Problem to solve - Could you copy every record below exactly, leaving out the pictures?

Stored data:
_ _ _ _ _ _ _

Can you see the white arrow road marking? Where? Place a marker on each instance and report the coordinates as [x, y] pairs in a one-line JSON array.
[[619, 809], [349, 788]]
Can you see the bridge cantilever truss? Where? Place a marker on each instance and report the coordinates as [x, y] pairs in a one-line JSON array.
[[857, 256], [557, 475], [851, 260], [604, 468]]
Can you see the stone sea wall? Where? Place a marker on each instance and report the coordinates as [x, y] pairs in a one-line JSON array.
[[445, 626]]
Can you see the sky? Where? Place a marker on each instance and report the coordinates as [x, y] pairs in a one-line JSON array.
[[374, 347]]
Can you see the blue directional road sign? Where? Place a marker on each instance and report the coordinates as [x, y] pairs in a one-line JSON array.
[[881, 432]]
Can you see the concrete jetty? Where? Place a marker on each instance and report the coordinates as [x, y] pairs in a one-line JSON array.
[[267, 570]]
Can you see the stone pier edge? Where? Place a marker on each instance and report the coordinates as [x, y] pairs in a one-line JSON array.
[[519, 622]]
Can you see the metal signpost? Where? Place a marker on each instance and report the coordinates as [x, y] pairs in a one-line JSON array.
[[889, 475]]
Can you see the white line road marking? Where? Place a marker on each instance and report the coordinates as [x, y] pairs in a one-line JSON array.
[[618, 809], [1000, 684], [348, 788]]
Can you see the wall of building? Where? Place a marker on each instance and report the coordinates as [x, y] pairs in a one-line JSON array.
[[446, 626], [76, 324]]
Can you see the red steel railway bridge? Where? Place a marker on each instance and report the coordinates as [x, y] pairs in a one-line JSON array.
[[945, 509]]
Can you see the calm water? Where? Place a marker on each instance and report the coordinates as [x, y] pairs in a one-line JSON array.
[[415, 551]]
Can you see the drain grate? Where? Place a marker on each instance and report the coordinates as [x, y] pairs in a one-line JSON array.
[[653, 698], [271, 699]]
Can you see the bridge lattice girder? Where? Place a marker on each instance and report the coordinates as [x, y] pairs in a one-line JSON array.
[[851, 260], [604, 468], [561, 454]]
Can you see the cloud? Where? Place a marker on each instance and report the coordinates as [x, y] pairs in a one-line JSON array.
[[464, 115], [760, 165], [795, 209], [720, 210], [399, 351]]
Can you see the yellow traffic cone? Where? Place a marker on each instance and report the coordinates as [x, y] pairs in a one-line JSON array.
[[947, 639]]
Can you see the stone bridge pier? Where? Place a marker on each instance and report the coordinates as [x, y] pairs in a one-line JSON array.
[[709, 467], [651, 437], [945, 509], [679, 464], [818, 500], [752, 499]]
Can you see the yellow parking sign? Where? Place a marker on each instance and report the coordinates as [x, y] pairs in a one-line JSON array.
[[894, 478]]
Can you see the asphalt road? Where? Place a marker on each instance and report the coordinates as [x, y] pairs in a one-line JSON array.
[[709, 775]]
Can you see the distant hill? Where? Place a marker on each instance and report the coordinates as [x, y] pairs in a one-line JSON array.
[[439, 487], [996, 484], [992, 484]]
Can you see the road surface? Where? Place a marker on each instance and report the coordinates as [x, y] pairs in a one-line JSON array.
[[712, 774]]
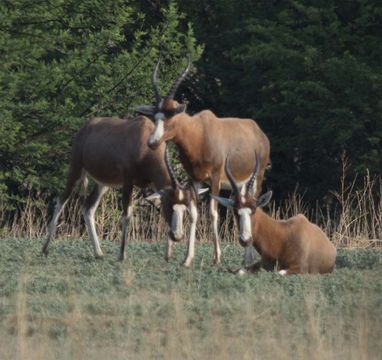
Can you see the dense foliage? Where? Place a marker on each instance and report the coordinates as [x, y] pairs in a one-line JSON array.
[[64, 61], [308, 71]]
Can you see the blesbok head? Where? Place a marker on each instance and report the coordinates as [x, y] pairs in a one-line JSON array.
[[176, 200], [244, 202], [164, 109]]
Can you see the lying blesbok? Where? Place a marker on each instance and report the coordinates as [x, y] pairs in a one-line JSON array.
[[203, 142], [114, 153], [295, 245]]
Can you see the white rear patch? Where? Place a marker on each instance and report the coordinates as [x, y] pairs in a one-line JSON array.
[[245, 224], [241, 272]]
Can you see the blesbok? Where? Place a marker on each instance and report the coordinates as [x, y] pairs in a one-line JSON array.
[[294, 246], [114, 153], [204, 140]]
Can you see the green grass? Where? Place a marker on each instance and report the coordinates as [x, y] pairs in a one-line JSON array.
[[71, 306]]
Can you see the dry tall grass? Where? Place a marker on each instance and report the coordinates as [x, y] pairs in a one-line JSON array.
[[352, 217]]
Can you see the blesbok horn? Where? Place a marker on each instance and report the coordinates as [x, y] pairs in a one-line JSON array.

_ _ _ _ _ _ _

Completed task -
Can you see the white arrow road marking? Where? Place a marker on each instance and report the coordinates as [x, y] pairs in a one-line JSON array.
[[619, 809], [349, 788]]
Can you see the bridge cantilever truss? Where? Place a marker on each instance and report the coordinates as [x, y] pairs in a one-line JSON array.
[[857, 256], [557, 475], [851, 260], [604, 468]]
Can you see the stone sea wall? Where? Place a marker on each instance and report the coordinates as [x, y] pairs in a one-line JSON array.
[[445, 626]]
Can you see the sky? Where? Place a marker on each instance and report the coordinates as [x, y] pairs in a one-line JSON array.
[[374, 347]]
Can you see the blue directional road sign? Where? Place a marker on each instance and report the coordinates as [x, y] pairs in a one-line JSON array.
[[881, 432]]
Can you see the concrete jetty? Where? Place a marker on each instance and report the coordinates as [x, y] pairs in a one-line JSON array.
[[267, 570]]
Can you see the stone pier edge? Where? Place a marker on each instance and report the coordinates as [x, y] pairs in a one-line JSON array.
[[519, 622]]
Can you see the metal signpost? Where? Place a marker on each instance and report the coordinates as [x, y] pairs in a one-line JSON array.
[[889, 475]]
Can you see the white line road marking? Where? Place a marker on each instance and report the coordinates as [x, y] pairs in a one-line JSON array.
[[618, 809], [1000, 684], [348, 788]]
Can you see the wall of building? Where? Place a marker on each instance and report the coordinates as [x, y] pairs in a one-line JSON array.
[[446, 626], [76, 324]]
Can you see the red steel railway bridge? Where? Place a marker on each instance and report the coordinates as [x, y] pairs in a one-line JSON array.
[[945, 509]]
Can you see the calm water? Where? Place a marker on each instance and report the coordinates as [x, y] pairs in a one-line JSON array.
[[415, 551]]
Can you see the drain grate? Where? Place a marker on each instance and report the coordinates as [x, y] pairs in a one-line JSON array.
[[653, 698], [271, 699]]
Can you see the bridge lattice girder? Where? Place a marker on each instance and report the coordinates as [x, y] pairs in a one-line JSON array.
[[851, 260], [604, 468], [561, 454]]
Can you see the cloud? Where? Place a marker on each instance and report the coordinates as [x, y] pairs in a one-line JSON array.
[[464, 115], [760, 165], [795, 209], [720, 210], [399, 351]]
Can you see the yellow traffic cone? Where? Place a marker on each instance and report the coordinates as [x, y] pairs in a one-line JSON array.
[[947, 639]]
Can you see the stone bridge pier? Where? Place a marker on each instance and report the coordinates as [x, y] pairs in a one-line JSON array.
[[709, 467], [651, 437], [945, 509], [679, 464], [818, 500], [752, 499]]
Can you see the yellow parking sign? Where? Place a marker on each instance and report the coordinates as [x, y] pairs in a one-line JSON array.
[[894, 478]]
Can you see the asphalt road? Where? Place a marker on each instance and report the coordinates as [x, y] pairs in a one-line JSON array.
[[709, 775]]
Can you see the distant hill? Where? Place a marker on each instance and report the coordinates as [x, y] pairs in a one-line JSON array.
[[439, 487], [996, 484], [992, 484]]
Can you see the road surface? Where? Place a marker on each instance and report the coordinates as [x, y] pairs in a one-line JSON array.
[[712, 774]]
Can you see the dense foliage? Where? Place a marker on each instance and report the coordinates as [x, y] pairs in a one-line JSON array.
[[64, 61], [308, 71]]
Can you see the blesbok head? Where? Place a marker on each instance and report the coordinates as [x, y] pairs in a one-line JSON array.
[[176, 200], [244, 202], [164, 109]]
Can you see the lying blesbok? Where? Place a marker on each instance and report the coordinates as [x, y] pairs in a one-line JSON array.
[[203, 142], [114, 153], [295, 245]]
Can you see the white rear patch? Where? Place a marker on each instance and report the coordinates as [x, y] pairs in a one-line JSON array.
[[245, 224], [241, 272]]
Can you see the blesbok? Where? Place a marker on each instance and report the coordinates as [x, y] pairs in a one-line JSON array.
[[294, 246], [114, 153], [204, 140]]
Can you see the green grass? Where? Place a marker on each instance and report the coordinates as [x, y] pairs in a one-line JSON array.
[[71, 306]]
Can you see the dry tall grass? Where? Place a marker on each instance and report the coordinates as [x, y] pairs in a one-line JSON array.
[[352, 217]]
Can you see the blesbok horn? Where? Place a marker on each instance and report the coordinates as [x, y] pairs in a one-line JSON array.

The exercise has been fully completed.